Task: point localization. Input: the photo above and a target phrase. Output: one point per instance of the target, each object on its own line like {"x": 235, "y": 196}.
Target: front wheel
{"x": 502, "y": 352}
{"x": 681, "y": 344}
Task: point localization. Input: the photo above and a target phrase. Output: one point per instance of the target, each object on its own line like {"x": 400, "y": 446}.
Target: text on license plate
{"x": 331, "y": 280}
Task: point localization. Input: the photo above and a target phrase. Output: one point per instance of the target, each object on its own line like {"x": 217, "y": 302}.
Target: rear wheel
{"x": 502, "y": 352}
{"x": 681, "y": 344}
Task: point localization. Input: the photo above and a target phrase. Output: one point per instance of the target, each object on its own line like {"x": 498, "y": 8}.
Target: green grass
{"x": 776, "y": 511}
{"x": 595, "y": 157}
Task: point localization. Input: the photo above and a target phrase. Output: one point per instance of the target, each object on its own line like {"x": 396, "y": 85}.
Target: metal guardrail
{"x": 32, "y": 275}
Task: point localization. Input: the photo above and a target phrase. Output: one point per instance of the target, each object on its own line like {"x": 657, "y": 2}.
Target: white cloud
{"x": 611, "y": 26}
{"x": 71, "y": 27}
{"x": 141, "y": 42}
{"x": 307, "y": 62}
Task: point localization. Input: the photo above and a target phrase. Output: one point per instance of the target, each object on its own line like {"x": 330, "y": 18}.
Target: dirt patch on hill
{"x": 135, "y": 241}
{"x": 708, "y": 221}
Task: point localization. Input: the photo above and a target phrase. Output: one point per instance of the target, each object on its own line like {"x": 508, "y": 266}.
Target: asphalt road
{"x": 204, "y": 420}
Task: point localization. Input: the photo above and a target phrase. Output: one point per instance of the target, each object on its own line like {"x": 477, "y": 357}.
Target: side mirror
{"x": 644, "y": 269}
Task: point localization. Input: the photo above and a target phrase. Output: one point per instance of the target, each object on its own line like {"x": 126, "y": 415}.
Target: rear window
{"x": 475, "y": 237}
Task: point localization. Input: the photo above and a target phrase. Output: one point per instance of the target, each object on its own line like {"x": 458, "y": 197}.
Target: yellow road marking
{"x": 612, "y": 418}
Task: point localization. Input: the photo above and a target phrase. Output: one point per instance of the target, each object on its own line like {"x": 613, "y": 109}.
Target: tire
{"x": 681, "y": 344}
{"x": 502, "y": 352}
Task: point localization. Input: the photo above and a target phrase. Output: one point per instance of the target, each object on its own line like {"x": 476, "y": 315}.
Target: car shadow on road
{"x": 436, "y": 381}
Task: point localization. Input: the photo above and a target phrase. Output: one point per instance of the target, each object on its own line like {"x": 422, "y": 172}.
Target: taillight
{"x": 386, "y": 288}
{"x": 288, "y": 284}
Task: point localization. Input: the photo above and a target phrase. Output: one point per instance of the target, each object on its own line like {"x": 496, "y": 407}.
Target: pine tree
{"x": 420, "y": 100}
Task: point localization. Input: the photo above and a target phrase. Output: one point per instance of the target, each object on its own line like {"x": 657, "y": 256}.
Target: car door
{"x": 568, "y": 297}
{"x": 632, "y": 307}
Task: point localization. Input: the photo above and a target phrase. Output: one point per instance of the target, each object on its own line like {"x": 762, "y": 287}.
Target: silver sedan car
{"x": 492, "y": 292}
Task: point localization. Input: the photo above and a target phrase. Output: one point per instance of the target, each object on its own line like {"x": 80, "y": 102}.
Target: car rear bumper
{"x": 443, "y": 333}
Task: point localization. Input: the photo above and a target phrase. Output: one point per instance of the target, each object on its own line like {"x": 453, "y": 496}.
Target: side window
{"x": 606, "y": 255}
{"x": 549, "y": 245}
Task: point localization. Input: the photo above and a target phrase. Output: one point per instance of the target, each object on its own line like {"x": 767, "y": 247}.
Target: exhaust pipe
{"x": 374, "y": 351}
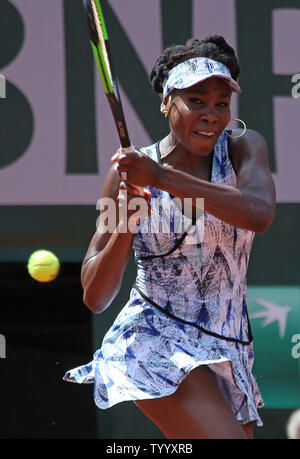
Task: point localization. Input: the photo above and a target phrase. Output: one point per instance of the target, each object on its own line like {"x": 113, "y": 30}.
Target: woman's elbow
{"x": 266, "y": 220}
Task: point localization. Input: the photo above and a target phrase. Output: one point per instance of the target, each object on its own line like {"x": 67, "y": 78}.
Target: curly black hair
{"x": 213, "y": 47}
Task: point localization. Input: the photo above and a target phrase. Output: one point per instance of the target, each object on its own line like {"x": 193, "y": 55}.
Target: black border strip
{"x": 216, "y": 335}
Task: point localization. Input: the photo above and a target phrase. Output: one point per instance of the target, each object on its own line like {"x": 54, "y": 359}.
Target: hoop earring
{"x": 240, "y": 135}
{"x": 165, "y": 108}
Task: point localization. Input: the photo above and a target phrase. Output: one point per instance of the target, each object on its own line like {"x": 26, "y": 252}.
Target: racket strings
{"x": 100, "y": 27}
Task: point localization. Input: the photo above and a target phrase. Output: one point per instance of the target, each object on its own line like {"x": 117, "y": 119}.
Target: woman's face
{"x": 199, "y": 114}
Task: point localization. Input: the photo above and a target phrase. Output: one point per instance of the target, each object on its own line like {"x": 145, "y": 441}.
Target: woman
{"x": 181, "y": 348}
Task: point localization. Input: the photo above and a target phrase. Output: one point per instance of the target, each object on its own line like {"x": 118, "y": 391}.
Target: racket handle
{"x": 139, "y": 188}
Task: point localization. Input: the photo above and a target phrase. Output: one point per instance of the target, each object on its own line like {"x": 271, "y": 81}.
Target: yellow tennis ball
{"x": 43, "y": 266}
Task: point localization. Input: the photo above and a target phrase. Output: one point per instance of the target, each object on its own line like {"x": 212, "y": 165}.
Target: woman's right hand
{"x": 134, "y": 203}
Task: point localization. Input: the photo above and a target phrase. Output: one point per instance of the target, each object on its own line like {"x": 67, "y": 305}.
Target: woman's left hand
{"x": 141, "y": 170}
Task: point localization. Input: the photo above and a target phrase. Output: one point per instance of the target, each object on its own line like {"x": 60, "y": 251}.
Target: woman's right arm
{"x": 107, "y": 255}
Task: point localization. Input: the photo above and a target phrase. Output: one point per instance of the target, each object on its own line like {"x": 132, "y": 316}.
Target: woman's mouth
{"x": 205, "y": 134}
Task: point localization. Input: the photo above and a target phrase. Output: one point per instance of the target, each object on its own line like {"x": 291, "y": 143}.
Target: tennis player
{"x": 181, "y": 348}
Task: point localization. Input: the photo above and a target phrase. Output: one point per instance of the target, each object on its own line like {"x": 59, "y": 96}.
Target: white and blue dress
{"x": 187, "y": 307}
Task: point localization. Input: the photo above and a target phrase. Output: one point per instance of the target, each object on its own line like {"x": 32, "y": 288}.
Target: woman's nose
{"x": 209, "y": 117}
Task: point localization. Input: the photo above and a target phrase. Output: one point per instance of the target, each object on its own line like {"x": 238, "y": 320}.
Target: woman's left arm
{"x": 251, "y": 205}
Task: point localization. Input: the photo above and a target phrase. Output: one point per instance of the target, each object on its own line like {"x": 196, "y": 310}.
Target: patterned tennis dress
{"x": 188, "y": 307}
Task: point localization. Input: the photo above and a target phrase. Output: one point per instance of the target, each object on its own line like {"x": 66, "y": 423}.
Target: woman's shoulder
{"x": 249, "y": 146}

____________________

> [Exercise details] Retype the records in full, exactly as given, and omit the pictures.

> [Exercise solution]
Task: point localization. Input: the photo above and a target phrase. Output: one point per instance of the target, each object on its own line like {"x": 235, "y": 196}.
Target: front wheel
{"x": 502, "y": 352}
{"x": 681, "y": 344}
Task: point localization. Input: the photo above and a target phrase. Output: one point per instance of the target, each object on its own line like {"x": 400, "y": 446}.
Target: text on license plate
{"x": 331, "y": 280}
Task: point localization. Input: the photo above and a target phrase. Output: one point per instance of the target, each object on its own line like {"x": 217, "y": 302}.
Target: rear wheel
{"x": 502, "y": 352}
{"x": 681, "y": 344}
Task: point localization. Input: the photo above and a target phrase. Output: one point per instance of the target, each object on its own line like {"x": 498, "y": 8}.
Target: green grass
{"x": 776, "y": 511}
{"x": 595, "y": 157}
Task: point localization. Input: the photo above and a target phrase. Output: one point per instance of the target, each object on its own line like {"x": 396, "y": 85}.
Target: metal guardrail
{"x": 32, "y": 275}
Task: point localization. Input: the photo above and a target phrase. Output: one point per instance of the target, each object on its own line like {"x": 657, "y": 2}.
Target: white cloud
{"x": 611, "y": 26}
{"x": 71, "y": 27}
{"x": 141, "y": 42}
{"x": 307, "y": 62}
Task: point localization. Input: the photo above and a target phrase. Output: one point per instance of the target, each object on its own line like {"x": 330, "y": 18}.
Target: dirt patch on hill
{"x": 135, "y": 241}
{"x": 708, "y": 221}
Task: point localization. Input: the photo above and a target phrase. Output: one point per instance of the target, each object on its own line like {"x": 508, "y": 266}.
Target: asphalt road
{"x": 204, "y": 420}
Task: point localization. Input: the photo above and a target phrase. Output: one point per instance of the target, each object on its own line like {"x": 477, "y": 357}.
Target: side mirror
{"x": 644, "y": 269}
Task: point localization. Input: the photo above and a target phrase. Output: one point per instance of the target, each object on its own line like {"x": 126, "y": 415}.
Target: rear window
{"x": 475, "y": 237}
Task: point localization. Input: the photo above and a target phrase. Output: one point per instance of the target, each object on its own line like {"x": 458, "y": 197}.
Target: yellow road marking
{"x": 612, "y": 418}
Task: point localization. Input: the photo above and a target phrase. Output: one point per instance of the target, each object on its own line like {"x": 613, "y": 109}.
Target: tire
{"x": 681, "y": 344}
{"x": 502, "y": 352}
Task: point localization. Input: the photo above and a target phrase. Output: one point per instance of the target, each object on its own line like {"x": 476, "y": 315}.
Target: car shadow on road
{"x": 436, "y": 381}
Task: point localization. Input: the photo above and a target phrase. Output: one point per instance of the target, each object on its own line like {"x": 422, "y": 172}.
Target: taillight
{"x": 386, "y": 288}
{"x": 288, "y": 284}
Task: point localization. Input: the photo above and a target phrase. Output: one point per instance of the target, each object on its own line like {"x": 496, "y": 407}.
Target: pine tree
{"x": 420, "y": 100}
Task: point localization. Input: the photo above and a target phrase. Output: one point per instance of the target, each object on its own line like {"x": 657, "y": 256}.
Target: car door
{"x": 568, "y": 297}
{"x": 632, "y": 307}
Task: point localization. Input: the photo above and a target phrase. Output: one point per instance of the target, each object on its own line like {"x": 762, "y": 287}.
Target: silver sedan car
{"x": 492, "y": 292}
Task: point localization. Input: the photo above and a target phrase. Output: one point per instance of the target, each object on its own line like {"x": 80, "y": 102}.
Target: car rear bumper
{"x": 443, "y": 333}
Task: point localization. Input: the photo above and a target phrase. Output: one point per instance of the target, each object on its own line like {"x": 453, "y": 496}.
Target: side window
{"x": 606, "y": 255}
{"x": 549, "y": 245}
Task: point localization. Input: the photo above and a target phrase. Output: one point per instance of the target, each object on its own line like {"x": 767, "y": 247}.
Target: exhaust pipe
{"x": 374, "y": 351}
Task: point localization. Input: the photo above and a target phrase. Output: one point per instance of the target, each object on its own line like {"x": 113, "y": 30}.
Target: woman's elbow
{"x": 266, "y": 220}
Task: point localization. Input: the photo above and a target phrase. Output: one point per instance of the target, each object on its own line like {"x": 67, "y": 78}.
Target: curly black hair
{"x": 213, "y": 47}
Task: point localization. Input: the photo above and a target phrase. Output: one point per instance of the target, each object on its own line like {"x": 193, "y": 55}.
Target: black border strip
{"x": 216, "y": 335}
Task: point localization. Input: the photo above and a target phrase. Output: one point per instance of the target, each object on its own line like {"x": 54, "y": 359}.
Target: hoop earring
{"x": 240, "y": 135}
{"x": 165, "y": 108}
Task: point localization. Input: the photo above and a target phrase. Output: one point per instance of the target, each object on its own line like {"x": 26, "y": 252}.
Target: racket strings
{"x": 100, "y": 27}
Task: point localization. Input: the photo above and a target phrase. Output: one point per instance of the target, each object on its own line like {"x": 117, "y": 119}.
Target: woman's face
{"x": 199, "y": 114}
Task: point localization. Input: the photo above and a target phrase. Output: one point per instance of the target, each object on its own line like {"x": 145, "y": 441}.
Target: woman
{"x": 181, "y": 348}
Task: point localization. Input: the photo above and a target phrase. Output: one point per instance of the target, each object on its own line like {"x": 118, "y": 391}.
Target: racket handle
{"x": 139, "y": 188}
Task: point localization. Input: the photo above and a target phrase. Output: one point per instance of the target, each object on its own line like {"x": 271, "y": 81}.
Target: yellow tennis ball
{"x": 43, "y": 266}
Task: point localization. Input: the photo above and a target phrase. Output: one point per instance of the target, each object on its own line like {"x": 212, "y": 165}.
Target: woman's right hand
{"x": 134, "y": 203}
Task: point localization. Input: the photo above and a target phrase. Output: one point per instance of the target, each object on its own line like {"x": 67, "y": 305}.
Target: woman's left hand
{"x": 141, "y": 170}
Task: point localization. Input: the photo above and a target phrase. Output: one point per instance of the target, each object on its own line like {"x": 60, "y": 251}.
Target: woman's right arm
{"x": 107, "y": 255}
Task: point localization. Input: the photo above and a target phrase. Output: one point per instance of the target, each object on its own line like {"x": 132, "y": 316}.
Target: woman's mouth
{"x": 205, "y": 134}
Task: point localization. Input: the photo above and a target phrase. Output: one point per instance of the target, each object on its own line like {"x": 291, "y": 143}.
Target: tennis player
{"x": 181, "y": 348}
Task: point localization. Input: the photo above and a target phrase. Output: one point per instance of the target, each object on its own line like {"x": 59, "y": 96}.
Target: white and blue dress
{"x": 187, "y": 307}
Task: point localization. Input: the photo above and a target phrase. Output: one point per instance of the target, each object on its own line like {"x": 32, "y": 288}.
Target: woman's nose
{"x": 209, "y": 117}
Task: point localization. Input: the photo above and a target phrase. Output: one point per instance of the target, each object on its own line like {"x": 238, "y": 320}.
Target: woman's left arm
{"x": 251, "y": 205}
Task: point localization. Input: the photo above and a target phrase. Output: one point per instance of the target, each object on its own line like {"x": 196, "y": 310}.
Target: patterned tennis dress
{"x": 188, "y": 307}
Task: point localization. Input: the photo above and a target phrase. Output: one point per instance of the target, each object on its own line like {"x": 66, "y": 423}.
Target: woman's shoulder
{"x": 249, "y": 146}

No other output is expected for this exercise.